• [Problem requirements] The answer must consist of every record below, reproduced exactly.

---

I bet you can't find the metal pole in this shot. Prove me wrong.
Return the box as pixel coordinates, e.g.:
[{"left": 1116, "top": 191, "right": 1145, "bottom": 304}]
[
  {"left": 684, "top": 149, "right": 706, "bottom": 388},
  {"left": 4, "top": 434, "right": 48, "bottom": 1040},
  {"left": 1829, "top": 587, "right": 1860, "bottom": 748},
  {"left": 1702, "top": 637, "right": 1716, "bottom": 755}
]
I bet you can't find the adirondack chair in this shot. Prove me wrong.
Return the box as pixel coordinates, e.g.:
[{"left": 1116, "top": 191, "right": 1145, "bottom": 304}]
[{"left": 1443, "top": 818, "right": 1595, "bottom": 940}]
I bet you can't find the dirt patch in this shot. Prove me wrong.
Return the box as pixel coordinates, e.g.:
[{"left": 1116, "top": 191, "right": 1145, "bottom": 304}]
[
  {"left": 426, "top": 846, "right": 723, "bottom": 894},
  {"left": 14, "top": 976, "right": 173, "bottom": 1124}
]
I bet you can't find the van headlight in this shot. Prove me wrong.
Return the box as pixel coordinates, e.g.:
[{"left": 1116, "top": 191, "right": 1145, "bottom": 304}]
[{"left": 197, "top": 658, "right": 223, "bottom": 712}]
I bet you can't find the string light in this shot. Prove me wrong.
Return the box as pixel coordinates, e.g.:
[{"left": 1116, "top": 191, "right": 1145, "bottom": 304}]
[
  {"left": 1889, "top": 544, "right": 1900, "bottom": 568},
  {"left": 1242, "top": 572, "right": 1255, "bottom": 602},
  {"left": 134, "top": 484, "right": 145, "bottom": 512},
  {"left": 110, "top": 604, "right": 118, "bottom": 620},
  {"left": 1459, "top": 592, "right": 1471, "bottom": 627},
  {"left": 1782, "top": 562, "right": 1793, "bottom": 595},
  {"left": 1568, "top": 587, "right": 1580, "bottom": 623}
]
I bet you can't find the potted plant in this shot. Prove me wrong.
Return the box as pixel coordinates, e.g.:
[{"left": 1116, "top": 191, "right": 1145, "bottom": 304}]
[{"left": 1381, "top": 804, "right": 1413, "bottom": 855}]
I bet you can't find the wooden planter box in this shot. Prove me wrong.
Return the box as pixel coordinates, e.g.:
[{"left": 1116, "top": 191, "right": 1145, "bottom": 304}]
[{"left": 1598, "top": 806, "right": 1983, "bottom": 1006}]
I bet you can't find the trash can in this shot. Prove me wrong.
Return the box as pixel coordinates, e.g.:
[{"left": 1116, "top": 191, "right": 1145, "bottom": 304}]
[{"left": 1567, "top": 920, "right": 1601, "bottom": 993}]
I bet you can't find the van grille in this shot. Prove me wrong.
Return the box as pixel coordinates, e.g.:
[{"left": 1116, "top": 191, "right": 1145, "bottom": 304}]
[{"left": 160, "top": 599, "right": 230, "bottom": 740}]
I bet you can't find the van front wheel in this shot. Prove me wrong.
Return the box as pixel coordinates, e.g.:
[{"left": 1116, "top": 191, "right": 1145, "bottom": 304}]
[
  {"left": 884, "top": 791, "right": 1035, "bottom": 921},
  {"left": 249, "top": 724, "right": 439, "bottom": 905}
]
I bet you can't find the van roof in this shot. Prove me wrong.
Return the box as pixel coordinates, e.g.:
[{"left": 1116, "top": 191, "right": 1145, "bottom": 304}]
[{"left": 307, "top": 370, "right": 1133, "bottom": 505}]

---

• [Problem solution]
I bet you can't find the metal pole in this shot. Prove me wrong.
Return the box as pixel coordinates, e.g.:
[{"left": 1116, "top": 191, "right": 1145, "bottom": 304}]
[
  {"left": 684, "top": 149, "right": 706, "bottom": 388},
  {"left": 4, "top": 434, "right": 48, "bottom": 1040},
  {"left": 1829, "top": 587, "right": 1860, "bottom": 748},
  {"left": 1702, "top": 637, "right": 1716, "bottom": 755}
]
I bet you can't find the adirondack chair in this shot. Prove me wrong.
Return the box as pixel coordinates, e.g.:
[{"left": 1116, "top": 191, "right": 1145, "bottom": 304}]
[{"left": 1443, "top": 818, "right": 1595, "bottom": 940}]
I bet you can't find the dirt patch in this shot. Prove me wrong.
Return the box as pixel coordinates, e.g.:
[{"left": 1116, "top": 191, "right": 1145, "bottom": 304}]
[
  {"left": 426, "top": 846, "right": 723, "bottom": 894},
  {"left": 14, "top": 976, "right": 173, "bottom": 1124}
]
I bet you can't find the van headlight in this shot. Prove me wrong.
Return the box as pixel coordinates, e.g.:
[{"left": 1116, "top": 191, "right": 1145, "bottom": 304}]
[{"left": 197, "top": 658, "right": 223, "bottom": 712}]
I bet you can't find the string light in this shot. Prove me wrong.
Return the box as pixel coordinates, e.g.:
[{"left": 1116, "top": 191, "right": 1145, "bottom": 304}]
[
  {"left": 1889, "top": 544, "right": 1900, "bottom": 568},
  {"left": 1242, "top": 572, "right": 1255, "bottom": 602},
  {"left": 134, "top": 484, "right": 145, "bottom": 512},
  {"left": 110, "top": 604, "right": 118, "bottom": 620},
  {"left": 1459, "top": 592, "right": 1471, "bottom": 627},
  {"left": 1782, "top": 562, "right": 1793, "bottom": 595},
  {"left": 1568, "top": 587, "right": 1580, "bottom": 623}
]
I bet you can't find the potted plant in this shot. Prove me wrong.
Return the box as pixel coordinates, e.g.:
[{"left": 1116, "top": 191, "right": 1145, "bottom": 304}]
[{"left": 1381, "top": 804, "right": 1413, "bottom": 855}]
I bet you can't find the wooden planter box in this shot. Prove me wrong.
Return the box as pixel coordinates, e.g.:
[{"left": 1116, "top": 191, "right": 1145, "bottom": 304}]
[{"left": 1598, "top": 806, "right": 1983, "bottom": 1006}]
I bet you can't find the trash can in this shot. Prove me wrong.
Return the box as pixel coordinates, e.g.:
[{"left": 1116, "top": 191, "right": 1145, "bottom": 304}]
[{"left": 1567, "top": 920, "right": 1601, "bottom": 993}]
I bet you can't find the van grille in this shot. Prove me wrong.
Return the box as pixel coordinates, e.g.:
[{"left": 1116, "top": 191, "right": 1145, "bottom": 304}]
[{"left": 160, "top": 599, "right": 230, "bottom": 740}]
I bet you can't find the van front wheel in this shot. Prove me wrong.
Return the box as pixel coordinates, e.g.:
[{"left": 1116, "top": 191, "right": 1145, "bottom": 304}]
[
  {"left": 884, "top": 791, "right": 1035, "bottom": 921},
  {"left": 249, "top": 724, "right": 439, "bottom": 905}
]
I bet you can't find the van roof in this shot. Prove me wrong.
Return the box as pixel coordinates, e.g.:
[{"left": 1116, "top": 191, "right": 1145, "bottom": 304}]
[{"left": 307, "top": 370, "right": 1133, "bottom": 505}]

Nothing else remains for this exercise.